Kutipan Tulisan:

Oleh: Peter Tukan
KETIKA Timor Timur (kini Negara Timor Leste) masih bersama Indonesia sebagai sebuah provinsi, Remexio merupakan sebuah kecamatan (atau di Papua disebut Distrik). Pada Juni 1994 Remexio dilanda konflik beraroma agama, berupa penodaan inti ajaran iman Katolik. Sedangkan Hitadipa merupakan sebuah distrik di Kabupaten Intan Jaya, Provinsi Papua dalam Negara Kesatuan Republik Indonesia yang pada September 2020 dilanda konflik bernuansa agama dengan tertembaknya Ketua Klasis Daerah Gereja Kemah Injil Indonesia (GKII) Pdt. Yeremia Zanambani,S.Th.
Dua peristiwa ini walaupun masyarakat, tempat dan waktunya berbeda, namun kedua konflik di dua wilayah itu bersentuhan langsung pada rasa keagamaan umat beragama setempat, dimana di Remexio terusik rasa keagamaan umat Katolik, sedangkan di Hitadipa terusik rasa keagamaan jemaat Protestan GKII.
Rasa agama adalah perasaan, tindakan dan pengalaman seseorang (kelompok orang) dalam batinnya, sejauh orang tersebut dapat memahami dirinya untuk tetap menjalankan pengalaman yang bersifat ketuhanan ( William James, Pakar Psikologi Agama). Rasa agama memiliki dimensi sosial (social commitment sejauh pemeluk agama itu terlibat dalam relasi dengan sesamanya. (alfinahmad.blogspot.com).
Peristiwa Remexio
Konflik di Remexcio berawal dari dalam rumah ibadah. Pada Minggu,28 Juni 1994, umat Katolik setempat menggelar ibadah (Misa). Dua prajurit TNI AD dari satuan Zeni Konstruksi (Zikon) yang bukan beragama Katolik ikut berbaur bersama umat menghadiri perayaan Misa dalam gereja Sao Jose Remexio.
Ketika umat mulai mengikuti salah satu bagian sakral dari perayaan Misa yakni Komuni Kudus – menyambut dengan penuh khusuk dan hormat Hostia Kudus (Hostia adalah roti bulat tipis berwarna putih, yang menjadi salah satu unsur terpenting dan sakral dalam ibadah/perjamuan kudus umat Katolik. Setelah terjadi perubahan hakekat atau transsubstantio, Hostia ini diimani sebagai Tubuh Kristus - tanda kehadiran Yesus Kristus) dua prajurit ini pun ikut menerimanya dari tangan Pastor dan membawa Hostia itu sampai ke luar rumah ibadah dan membuang Hostia dari genggaman tangannya. Inilah “kekonyolan” kedua anggota Zeni tersebut.

Petunjuk:
1. Tulis ulang bagian tulisan tentang konflik Remexio dan Hitadipa dari "Dua peristiwa ini" sampai dengan "jemaat Protestan GKII.", dengan mengganti "terusik" menjadi "terganggu".
2. Teruskan tulisan tentang konflik Remexio dan Hitadipa setelah kalimat terakhirnya.

Baris Data:
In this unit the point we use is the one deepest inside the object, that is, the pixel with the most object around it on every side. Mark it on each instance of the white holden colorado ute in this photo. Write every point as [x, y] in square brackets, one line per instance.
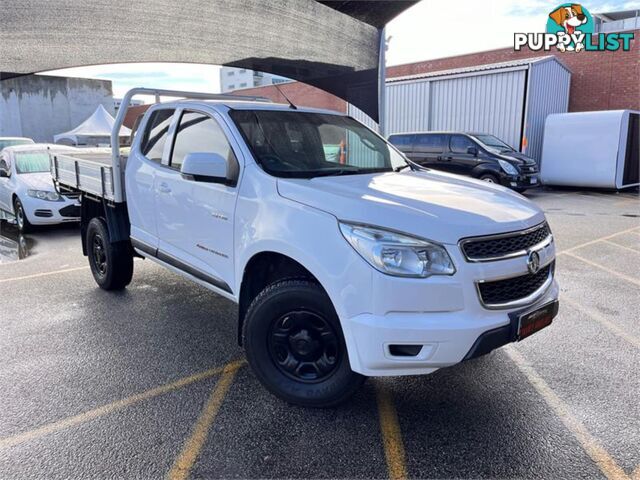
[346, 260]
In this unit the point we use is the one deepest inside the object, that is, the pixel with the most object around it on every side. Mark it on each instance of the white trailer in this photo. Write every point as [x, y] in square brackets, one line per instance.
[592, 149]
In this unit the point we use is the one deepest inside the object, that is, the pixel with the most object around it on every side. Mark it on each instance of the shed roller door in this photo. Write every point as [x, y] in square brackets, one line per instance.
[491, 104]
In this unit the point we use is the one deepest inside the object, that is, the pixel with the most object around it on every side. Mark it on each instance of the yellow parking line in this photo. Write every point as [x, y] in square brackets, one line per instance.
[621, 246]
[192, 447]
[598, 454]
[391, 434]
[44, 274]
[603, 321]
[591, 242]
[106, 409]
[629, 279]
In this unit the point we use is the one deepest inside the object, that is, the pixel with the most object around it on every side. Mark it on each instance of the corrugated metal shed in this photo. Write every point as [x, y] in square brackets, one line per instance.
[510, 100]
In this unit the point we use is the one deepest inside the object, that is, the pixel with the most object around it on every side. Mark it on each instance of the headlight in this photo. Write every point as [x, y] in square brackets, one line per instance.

Jawaban Latihan:
1.
Dua peristiwa ini walaupun masyarakat, tempat dan waktunya berbeda, namun kedua konflik di dua wilayah itu bersentuhan langsung pada rasa keagamaan umat beragama setempat, dimana di Remexio terganggu rasa keagamaan umat Katolik, sedangkan di Hitadipa terganggu rasa keagamaan jemaat Protestan GKII.

2.
Umat yang melihat perilaku seperti itu, langsung bereaksi dengan menggerubuti dan menggebuk hingga keduanya babak belur sebelum diamankan oleh beberapa petugas keamanan internal gereja dan personel keamanan setempat. Beruntung pula, Posko Zeni AD terletak tidak jauh dari gereja itu sehingga keduanya dapat diselamatkan teman-temannya dan segera diungsikan dari sana.
Beberapa hari sesudahnya, Pemimpin umat Katolik Keuskupan Dili, Uskup Carlos Filipe Xmenes Belo,SDB datang ke Remexcio untuk mengunjungi sekaligus menenangkan umat yang masih marah. Ketika berada di Remexio, Uskup Belo bertemu Komandan Korem (Danrem) 164/Wira Dharma, Timor Timur, Kol.Inf.Kiki Syahnakri. Pada kesempatan pertemuan itu, Danrem Kiki menyampaikan permohonan maaf atas kejadian itu dan berjanji akan segera memberikan pembinaan/pendampingan kepada para prajurit yang bertugas di Timor Timur agar mampu dan selalu menjalin relasi yang baik dengan masyarakat yang berbeda secara budaya dan agama.
Uskup Belo setelah mendengar apa yang disampaikan Danrem Kiki Syahnakri, langsung menanggapi dengan sangat positif. Uskup Belo bahkan meminta agar kedua prajurit Zeni itu tidak dihukum lebih lanjut lagi. “Mereka sudah dihakimi oleh massa dan sangat menderita. Saya kira itu cukup,” ujar Uskup Belo. (Baca: Kiki Syahnakri dalam “Timor Timur The Untold Story”, 2013,hal.174-179).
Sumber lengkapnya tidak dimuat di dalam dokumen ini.